Records for this task>
- - -

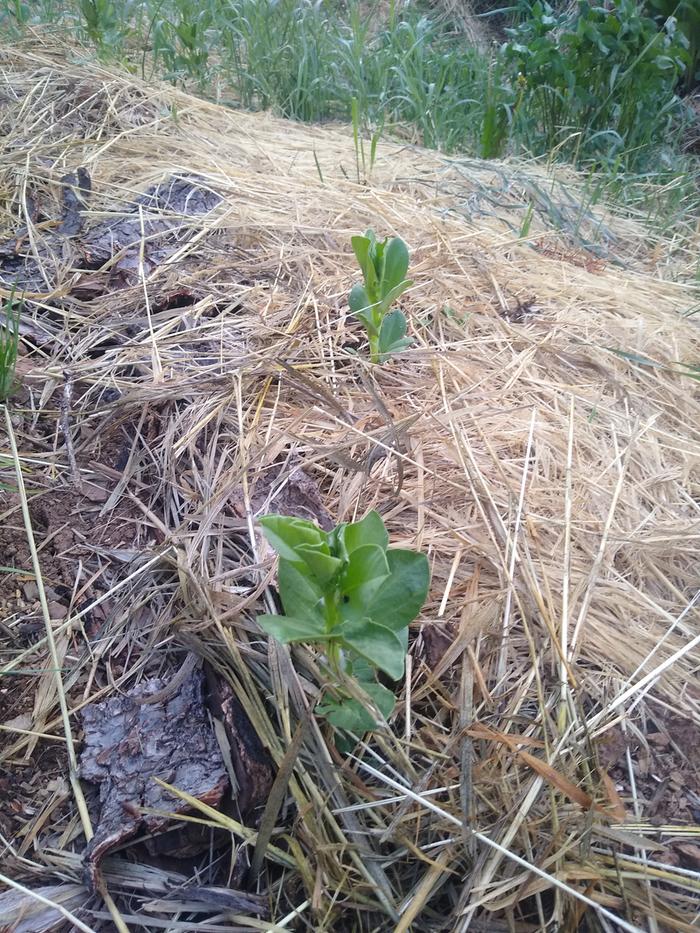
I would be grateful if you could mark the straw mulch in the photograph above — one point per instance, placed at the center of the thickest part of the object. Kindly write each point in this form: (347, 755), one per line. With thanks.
(539, 441)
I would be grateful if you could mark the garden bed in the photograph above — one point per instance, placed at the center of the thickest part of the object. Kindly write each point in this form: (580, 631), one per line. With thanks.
(185, 364)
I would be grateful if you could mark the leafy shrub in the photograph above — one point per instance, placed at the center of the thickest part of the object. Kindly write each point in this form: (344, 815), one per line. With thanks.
(595, 83)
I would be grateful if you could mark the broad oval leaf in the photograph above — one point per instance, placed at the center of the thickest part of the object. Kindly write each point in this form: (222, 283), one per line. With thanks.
(366, 568)
(392, 337)
(300, 594)
(286, 534)
(400, 597)
(395, 264)
(289, 629)
(396, 292)
(358, 299)
(360, 247)
(369, 530)
(377, 643)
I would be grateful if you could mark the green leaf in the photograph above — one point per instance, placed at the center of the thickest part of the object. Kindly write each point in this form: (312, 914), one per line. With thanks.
(319, 561)
(369, 530)
(300, 594)
(347, 714)
(392, 336)
(365, 571)
(395, 293)
(395, 265)
(377, 643)
(360, 247)
(285, 534)
(358, 299)
(400, 597)
(289, 629)
(364, 248)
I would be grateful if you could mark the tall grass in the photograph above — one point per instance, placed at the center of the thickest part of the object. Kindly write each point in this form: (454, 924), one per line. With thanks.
(592, 86)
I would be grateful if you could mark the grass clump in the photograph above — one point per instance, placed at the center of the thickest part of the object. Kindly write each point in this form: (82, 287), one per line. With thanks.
(350, 592)
(9, 344)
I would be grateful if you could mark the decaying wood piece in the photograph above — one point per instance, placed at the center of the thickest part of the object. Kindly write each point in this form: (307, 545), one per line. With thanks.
(128, 744)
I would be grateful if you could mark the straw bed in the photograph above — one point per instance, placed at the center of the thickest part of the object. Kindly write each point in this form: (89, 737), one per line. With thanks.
(540, 442)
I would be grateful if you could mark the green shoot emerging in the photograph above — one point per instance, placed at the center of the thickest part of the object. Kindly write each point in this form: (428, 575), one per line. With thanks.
(348, 591)
(9, 341)
(384, 265)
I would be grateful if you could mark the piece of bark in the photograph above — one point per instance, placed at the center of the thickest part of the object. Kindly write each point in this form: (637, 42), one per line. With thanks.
(128, 744)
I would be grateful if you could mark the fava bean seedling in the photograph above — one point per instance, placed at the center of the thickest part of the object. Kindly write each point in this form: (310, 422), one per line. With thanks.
(384, 264)
(348, 591)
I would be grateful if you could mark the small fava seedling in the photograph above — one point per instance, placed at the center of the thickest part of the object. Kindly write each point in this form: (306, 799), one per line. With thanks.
(384, 265)
(348, 591)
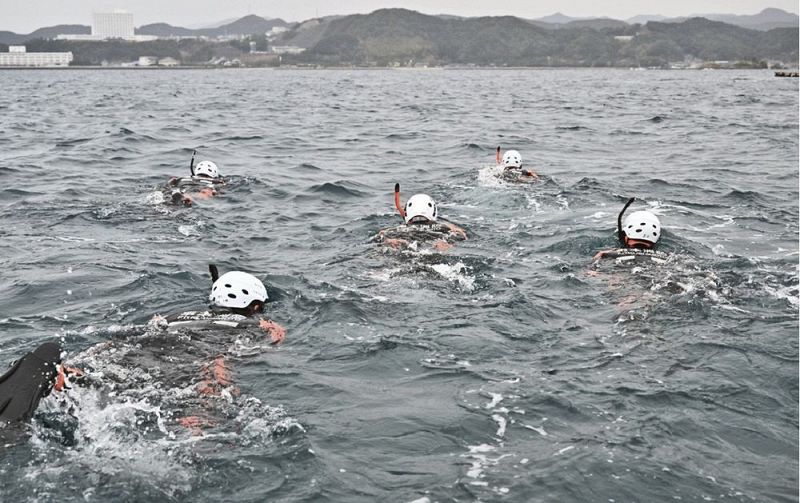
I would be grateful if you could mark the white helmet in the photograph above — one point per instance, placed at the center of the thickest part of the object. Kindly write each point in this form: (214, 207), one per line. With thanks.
(642, 225)
(237, 289)
(512, 159)
(421, 205)
(206, 168)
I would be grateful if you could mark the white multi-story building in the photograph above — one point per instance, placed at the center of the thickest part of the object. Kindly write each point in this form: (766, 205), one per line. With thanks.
(117, 24)
(17, 55)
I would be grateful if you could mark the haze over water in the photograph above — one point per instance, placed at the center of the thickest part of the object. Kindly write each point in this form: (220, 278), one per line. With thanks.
(500, 371)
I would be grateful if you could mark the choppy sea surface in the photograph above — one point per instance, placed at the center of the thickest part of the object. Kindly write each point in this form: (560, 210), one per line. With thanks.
(506, 369)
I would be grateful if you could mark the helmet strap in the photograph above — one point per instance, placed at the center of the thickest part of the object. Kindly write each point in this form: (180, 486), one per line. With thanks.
(397, 203)
(620, 232)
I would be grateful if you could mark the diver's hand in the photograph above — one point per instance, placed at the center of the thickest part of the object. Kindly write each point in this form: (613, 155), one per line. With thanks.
(157, 321)
(458, 231)
(276, 332)
(441, 245)
(395, 243)
(206, 193)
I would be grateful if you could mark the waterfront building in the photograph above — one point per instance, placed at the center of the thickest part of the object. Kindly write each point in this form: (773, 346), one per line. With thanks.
(17, 55)
(117, 24)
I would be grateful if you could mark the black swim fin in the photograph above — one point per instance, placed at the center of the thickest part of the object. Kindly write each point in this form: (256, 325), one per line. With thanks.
(28, 381)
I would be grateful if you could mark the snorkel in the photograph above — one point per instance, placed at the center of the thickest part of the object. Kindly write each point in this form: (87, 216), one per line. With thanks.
(397, 203)
(191, 164)
(620, 232)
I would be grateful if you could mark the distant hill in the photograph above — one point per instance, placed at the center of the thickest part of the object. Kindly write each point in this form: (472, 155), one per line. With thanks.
(390, 36)
(767, 19)
(164, 30)
(404, 37)
(645, 18)
(596, 24)
(247, 25)
(558, 18)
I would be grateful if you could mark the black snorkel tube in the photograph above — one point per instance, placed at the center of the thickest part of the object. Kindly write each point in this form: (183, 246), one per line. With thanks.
(620, 232)
(191, 166)
(397, 203)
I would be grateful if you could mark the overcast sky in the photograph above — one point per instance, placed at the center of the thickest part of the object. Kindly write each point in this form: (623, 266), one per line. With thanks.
(24, 16)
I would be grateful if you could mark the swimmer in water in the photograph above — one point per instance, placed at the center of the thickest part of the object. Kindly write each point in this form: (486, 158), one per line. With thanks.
(638, 234)
(512, 167)
(237, 299)
(421, 224)
(202, 184)
(30, 379)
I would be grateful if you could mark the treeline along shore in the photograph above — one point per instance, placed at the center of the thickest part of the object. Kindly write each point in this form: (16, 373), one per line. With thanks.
(400, 38)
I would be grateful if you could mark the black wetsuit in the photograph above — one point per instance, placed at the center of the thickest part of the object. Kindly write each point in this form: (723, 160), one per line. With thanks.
(209, 319)
(517, 175)
(422, 232)
(29, 380)
(176, 188)
(636, 256)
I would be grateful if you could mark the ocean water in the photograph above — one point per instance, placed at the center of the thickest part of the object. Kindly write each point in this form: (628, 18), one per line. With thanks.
(503, 370)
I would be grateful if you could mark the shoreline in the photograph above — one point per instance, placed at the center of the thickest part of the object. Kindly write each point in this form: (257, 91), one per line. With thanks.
(372, 68)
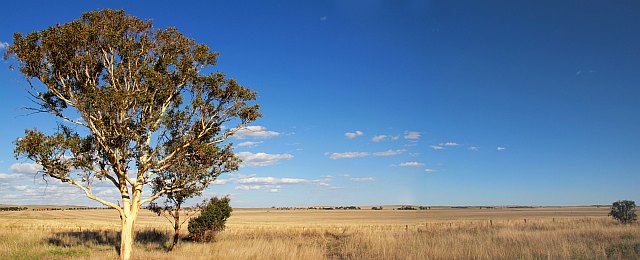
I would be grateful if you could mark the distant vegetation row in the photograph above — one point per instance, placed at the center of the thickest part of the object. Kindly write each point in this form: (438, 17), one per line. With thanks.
(12, 208)
(46, 209)
(350, 208)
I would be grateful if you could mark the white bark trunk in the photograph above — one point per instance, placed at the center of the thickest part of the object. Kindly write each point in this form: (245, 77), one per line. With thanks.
(126, 237)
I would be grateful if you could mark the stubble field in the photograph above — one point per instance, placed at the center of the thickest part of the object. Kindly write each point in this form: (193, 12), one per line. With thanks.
(439, 233)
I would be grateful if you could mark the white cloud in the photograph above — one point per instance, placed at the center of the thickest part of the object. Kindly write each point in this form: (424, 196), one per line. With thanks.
(352, 135)
(254, 131)
(363, 179)
(389, 153)
(272, 180)
(335, 156)
(412, 135)
(6, 177)
(378, 138)
(249, 144)
(27, 168)
(249, 187)
(411, 164)
(436, 147)
(262, 159)
(222, 181)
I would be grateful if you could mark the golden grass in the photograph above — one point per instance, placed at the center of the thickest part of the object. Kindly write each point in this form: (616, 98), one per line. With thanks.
(442, 233)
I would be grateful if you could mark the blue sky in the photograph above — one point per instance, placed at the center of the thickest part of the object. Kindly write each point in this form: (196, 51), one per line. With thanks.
(396, 102)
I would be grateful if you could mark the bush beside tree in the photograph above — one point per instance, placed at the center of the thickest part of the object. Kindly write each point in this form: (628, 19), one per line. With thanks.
(623, 211)
(213, 216)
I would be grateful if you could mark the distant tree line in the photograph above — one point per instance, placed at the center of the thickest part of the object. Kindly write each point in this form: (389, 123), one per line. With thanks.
(413, 208)
(13, 208)
(78, 208)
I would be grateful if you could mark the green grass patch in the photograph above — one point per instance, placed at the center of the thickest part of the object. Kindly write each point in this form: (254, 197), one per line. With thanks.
(68, 252)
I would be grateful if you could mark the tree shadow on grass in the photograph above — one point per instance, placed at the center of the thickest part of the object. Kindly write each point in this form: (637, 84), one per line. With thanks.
(90, 238)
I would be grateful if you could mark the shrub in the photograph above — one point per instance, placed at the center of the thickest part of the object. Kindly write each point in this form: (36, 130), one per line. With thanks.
(213, 216)
(623, 211)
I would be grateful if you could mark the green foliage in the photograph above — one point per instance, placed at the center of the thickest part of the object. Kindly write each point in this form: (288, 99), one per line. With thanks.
(129, 97)
(623, 211)
(623, 251)
(212, 219)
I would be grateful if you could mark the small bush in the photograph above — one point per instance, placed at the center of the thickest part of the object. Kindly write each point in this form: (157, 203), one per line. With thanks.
(213, 216)
(623, 211)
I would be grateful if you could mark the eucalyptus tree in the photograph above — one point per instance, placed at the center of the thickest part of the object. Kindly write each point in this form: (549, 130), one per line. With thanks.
(131, 101)
(188, 178)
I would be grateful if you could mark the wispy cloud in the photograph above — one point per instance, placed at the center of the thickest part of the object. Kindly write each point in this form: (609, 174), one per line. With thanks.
(249, 187)
(8, 177)
(389, 152)
(363, 179)
(412, 135)
(26, 168)
(261, 159)
(249, 144)
(222, 181)
(273, 181)
(378, 138)
(255, 131)
(411, 164)
(347, 155)
(352, 135)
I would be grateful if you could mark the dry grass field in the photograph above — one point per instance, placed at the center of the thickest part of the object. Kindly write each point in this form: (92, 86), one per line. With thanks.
(439, 233)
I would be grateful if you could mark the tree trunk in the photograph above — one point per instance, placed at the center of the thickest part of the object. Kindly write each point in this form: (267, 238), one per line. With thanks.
(126, 237)
(176, 230)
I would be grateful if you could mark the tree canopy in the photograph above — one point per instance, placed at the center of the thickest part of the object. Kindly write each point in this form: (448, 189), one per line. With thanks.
(132, 101)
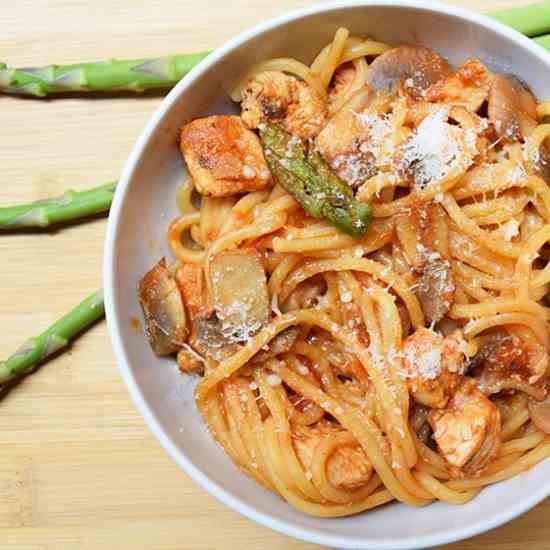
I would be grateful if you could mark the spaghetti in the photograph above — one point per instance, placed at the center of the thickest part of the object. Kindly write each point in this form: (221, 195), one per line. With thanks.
(408, 364)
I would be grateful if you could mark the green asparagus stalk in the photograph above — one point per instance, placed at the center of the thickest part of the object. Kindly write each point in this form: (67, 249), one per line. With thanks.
(135, 75)
(35, 350)
(531, 20)
(70, 206)
(543, 41)
(310, 181)
(144, 74)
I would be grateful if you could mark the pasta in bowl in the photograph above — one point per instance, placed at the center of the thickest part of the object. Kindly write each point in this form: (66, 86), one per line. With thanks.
(361, 285)
(348, 363)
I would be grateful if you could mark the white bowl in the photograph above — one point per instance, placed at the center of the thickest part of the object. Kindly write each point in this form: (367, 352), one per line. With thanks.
(144, 204)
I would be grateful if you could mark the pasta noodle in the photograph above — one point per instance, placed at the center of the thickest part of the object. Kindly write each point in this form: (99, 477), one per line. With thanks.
(321, 402)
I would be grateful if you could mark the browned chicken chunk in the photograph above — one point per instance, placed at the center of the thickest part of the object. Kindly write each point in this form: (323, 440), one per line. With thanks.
(434, 366)
(348, 468)
(273, 96)
(342, 82)
(416, 68)
(467, 432)
(165, 318)
(468, 87)
(223, 157)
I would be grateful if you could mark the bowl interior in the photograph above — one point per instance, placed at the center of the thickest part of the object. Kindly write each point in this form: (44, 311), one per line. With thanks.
(145, 205)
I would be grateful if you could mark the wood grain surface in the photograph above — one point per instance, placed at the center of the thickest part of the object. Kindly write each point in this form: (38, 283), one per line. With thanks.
(78, 467)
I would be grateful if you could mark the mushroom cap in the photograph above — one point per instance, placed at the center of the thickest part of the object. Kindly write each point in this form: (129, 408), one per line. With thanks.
(417, 67)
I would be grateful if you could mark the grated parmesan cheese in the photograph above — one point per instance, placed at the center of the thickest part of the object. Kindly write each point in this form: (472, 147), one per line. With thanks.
(437, 148)
(346, 297)
(509, 230)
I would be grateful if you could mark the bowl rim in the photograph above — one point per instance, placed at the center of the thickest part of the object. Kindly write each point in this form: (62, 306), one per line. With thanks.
(113, 322)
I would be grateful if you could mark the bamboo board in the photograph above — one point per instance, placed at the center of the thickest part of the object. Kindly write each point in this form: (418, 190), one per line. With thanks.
(78, 468)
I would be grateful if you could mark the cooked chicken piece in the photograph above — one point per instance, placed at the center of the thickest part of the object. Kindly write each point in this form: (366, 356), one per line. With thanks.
(165, 318)
(434, 366)
(342, 82)
(416, 68)
(190, 281)
(468, 87)
(189, 362)
(512, 108)
(467, 432)
(347, 468)
(273, 96)
(239, 289)
(223, 157)
(352, 140)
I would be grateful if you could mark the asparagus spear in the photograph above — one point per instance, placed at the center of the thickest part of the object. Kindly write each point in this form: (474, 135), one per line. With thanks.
(144, 74)
(310, 181)
(56, 337)
(70, 206)
(543, 41)
(135, 74)
(531, 20)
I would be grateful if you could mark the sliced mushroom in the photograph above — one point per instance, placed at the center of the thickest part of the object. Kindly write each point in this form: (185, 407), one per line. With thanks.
(208, 339)
(502, 363)
(165, 317)
(348, 467)
(512, 108)
(240, 297)
(416, 67)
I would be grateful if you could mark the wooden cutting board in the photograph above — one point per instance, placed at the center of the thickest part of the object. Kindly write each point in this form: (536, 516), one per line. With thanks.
(78, 468)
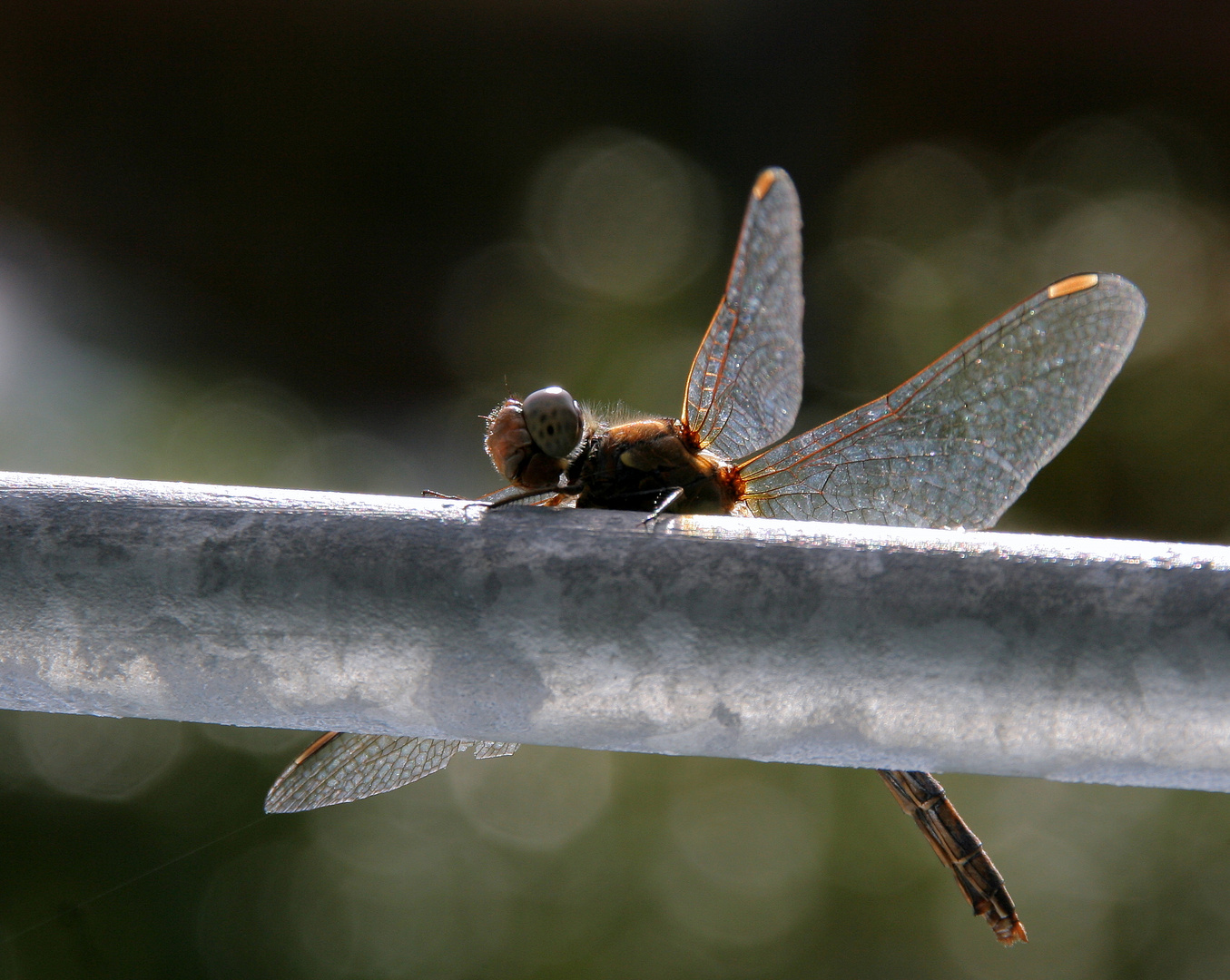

- - -

Exercise instructions>
Show every line above that contains the word "building", copying each one in full. Count only matches with the same case.

Exercise response>
I would be grateful if you could mark the white multi-story building in the photograph above — one point per instance, placed at the center of the thickest part of the object. Kindly write each point in this form: (766, 205), one per line. With thanks.
I would be grateful if you could mark the waterfront building in the photograph above — one point per instance, placed at the center of the thickest part of the object. Kindly write each point in this form: (773, 346), one per line. With thanks.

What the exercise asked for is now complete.